_STATED EXERCISE_
Update the rows below so that every occurrence of "The layout is shown by this sample:" becomes "Format example:", keeping all other text the same.

(Extracted data entries)
╭──

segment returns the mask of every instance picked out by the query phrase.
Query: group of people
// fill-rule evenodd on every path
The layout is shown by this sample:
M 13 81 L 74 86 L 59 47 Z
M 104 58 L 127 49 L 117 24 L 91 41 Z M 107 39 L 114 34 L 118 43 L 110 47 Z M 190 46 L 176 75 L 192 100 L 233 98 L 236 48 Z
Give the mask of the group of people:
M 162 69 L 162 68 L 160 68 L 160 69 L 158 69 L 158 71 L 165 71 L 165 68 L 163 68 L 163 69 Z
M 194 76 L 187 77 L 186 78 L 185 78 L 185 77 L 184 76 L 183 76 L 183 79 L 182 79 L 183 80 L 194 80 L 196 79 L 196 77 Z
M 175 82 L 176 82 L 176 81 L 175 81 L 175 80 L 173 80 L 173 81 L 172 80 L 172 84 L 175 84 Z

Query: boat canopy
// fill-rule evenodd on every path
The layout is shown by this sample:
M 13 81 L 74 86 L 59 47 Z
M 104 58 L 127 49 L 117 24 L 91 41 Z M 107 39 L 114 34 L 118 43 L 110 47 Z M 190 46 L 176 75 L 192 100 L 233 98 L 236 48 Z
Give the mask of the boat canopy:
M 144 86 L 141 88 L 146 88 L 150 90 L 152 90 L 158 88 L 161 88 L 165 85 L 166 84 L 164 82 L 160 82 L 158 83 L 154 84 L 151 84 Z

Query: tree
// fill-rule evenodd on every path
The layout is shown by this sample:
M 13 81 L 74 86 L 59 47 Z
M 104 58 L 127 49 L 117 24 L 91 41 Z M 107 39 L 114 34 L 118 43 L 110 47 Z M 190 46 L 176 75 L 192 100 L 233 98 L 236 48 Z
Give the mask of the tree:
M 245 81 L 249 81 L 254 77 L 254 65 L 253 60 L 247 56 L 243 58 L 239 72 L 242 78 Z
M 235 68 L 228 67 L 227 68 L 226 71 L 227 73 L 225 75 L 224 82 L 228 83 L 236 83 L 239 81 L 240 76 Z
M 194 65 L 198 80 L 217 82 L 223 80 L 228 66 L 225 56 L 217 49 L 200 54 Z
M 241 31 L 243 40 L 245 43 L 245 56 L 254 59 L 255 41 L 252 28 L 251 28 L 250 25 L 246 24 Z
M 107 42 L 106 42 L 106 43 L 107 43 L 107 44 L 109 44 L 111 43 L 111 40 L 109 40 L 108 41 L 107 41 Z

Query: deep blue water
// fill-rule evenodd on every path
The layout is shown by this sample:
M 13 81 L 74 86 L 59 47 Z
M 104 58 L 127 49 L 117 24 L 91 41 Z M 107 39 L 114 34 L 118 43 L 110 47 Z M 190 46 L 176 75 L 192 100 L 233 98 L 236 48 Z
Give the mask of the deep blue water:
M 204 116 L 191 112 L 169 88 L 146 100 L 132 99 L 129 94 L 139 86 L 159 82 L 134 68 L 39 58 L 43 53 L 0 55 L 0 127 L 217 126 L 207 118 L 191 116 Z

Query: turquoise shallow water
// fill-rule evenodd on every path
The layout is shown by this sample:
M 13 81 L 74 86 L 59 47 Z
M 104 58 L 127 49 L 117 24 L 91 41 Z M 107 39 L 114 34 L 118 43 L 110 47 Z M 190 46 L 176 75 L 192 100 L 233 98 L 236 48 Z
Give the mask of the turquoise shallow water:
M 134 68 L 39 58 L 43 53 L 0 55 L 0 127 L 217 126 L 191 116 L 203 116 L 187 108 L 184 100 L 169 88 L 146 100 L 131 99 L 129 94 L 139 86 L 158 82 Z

╰──

_ANSWER TO THE TASK_
segment returns the mask of every instance picked out by the query phrase.
Query: group of people
// fill-rule evenodd on every path
Format example:
M 13 81 L 74 86 L 59 47 Z
M 104 58 L 127 49 L 117 24 L 91 41 Z M 107 39 L 114 34 L 118 43 L 110 47 Z M 190 46 L 176 75 L 192 100 L 233 98 L 236 48 Z
Give the mask of the group of people:
M 162 69 L 162 68 L 160 68 L 160 69 L 158 69 L 158 71 L 165 71 L 165 68 L 163 68 L 163 69 Z
M 194 76 L 187 77 L 186 78 L 185 78 L 185 77 L 184 76 L 183 76 L 183 79 L 182 79 L 183 80 L 194 80 L 196 79 L 196 77 Z
M 175 82 L 176 82 L 176 81 L 175 81 L 175 80 L 173 80 L 173 81 L 172 80 L 172 84 L 175 84 Z

Query: boat canopy
// fill-rule evenodd on every path
Format example:
M 13 81 L 74 86 L 59 47 Z
M 104 58 L 127 49 L 117 24 L 91 41 Z M 107 39 L 114 34 L 118 43 L 110 47 Z M 190 46 L 176 75 L 192 100 L 233 98 L 236 48 Z
Give the mask of the boat canopy:
M 144 86 L 141 88 L 146 88 L 150 90 L 152 90 L 158 88 L 161 88 L 165 85 L 166 84 L 164 82 L 160 82 L 158 83 L 154 84 L 151 84 Z

Query: tree
// fill-rule evenodd on every path
Format example:
M 13 81 L 74 86 L 59 47 Z
M 104 58 L 127 49 L 117 24 L 91 41 Z M 107 39 L 114 34 L 118 43 L 110 47 Z M 190 46 L 176 75 L 192 100 L 233 98 L 236 48 Z
Give the mask of the tree:
M 245 81 L 249 81 L 254 77 L 254 65 L 253 60 L 247 56 L 243 58 L 239 72 L 242 78 Z
M 235 68 L 228 67 L 227 68 L 226 71 L 227 73 L 225 75 L 224 82 L 228 83 L 236 83 L 239 81 L 240 76 Z
M 194 65 L 198 80 L 217 82 L 223 80 L 228 66 L 225 56 L 217 49 L 200 54 Z
M 241 31 L 243 40 L 245 43 L 245 56 L 254 59 L 255 41 L 252 28 L 251 28 L 250 25 L 246 24 Z
M 107 42 L 106 42 L 106 43 L 107 43 L 107 44 L 109 44 L 111 43 L 111 40 L 109 40 L 108 41 L 107 41 Z

Query: deep blue water
// fill-rule evenodd on every path
Format example:
M 13 81 L 74 86 L 59 47 Z
M 104 58 L 127 49 L 117 24 L 91 41 Z M 107 39 L 114 34 L 118 43 L 110 47 Z M 190 46 L 176 75 L 192 100 L 233 98 L 236 48 Z
Give the mask of the deep blue water:
M 204 116 L 191 112 L 169 88 L 146 100 L 132 99 L 129 94 L 139 86 L 159 82 L 134 68 L 39 58 L 43 53 L 0 55 L 0 127 L 217 126 L 207 118 L 191 116 Z

Query: turquoise shallow water
// fill-rule evenodd on every path
Format example:
M 13 81 L 74 86 L 59 47 Z
M 104 58 L 127 49 L 117 24 L 91 41 Z M 107 39 L 114 34 L 118 43 L 110 47 Z M 190 46 L 176 75 L 192 100 L 233 98 L 236 48 Z
Give the mask of the turquoise shallow water:
M 134 68 L 39 58 L 43 53 L 0 55 L 0 127 L 217 126 L 191 116 L 203 116 L 187 108 L 184 100 L 169 88 L 146 100 L 131 99 L 129 94 L 139 86 L 158 82 Z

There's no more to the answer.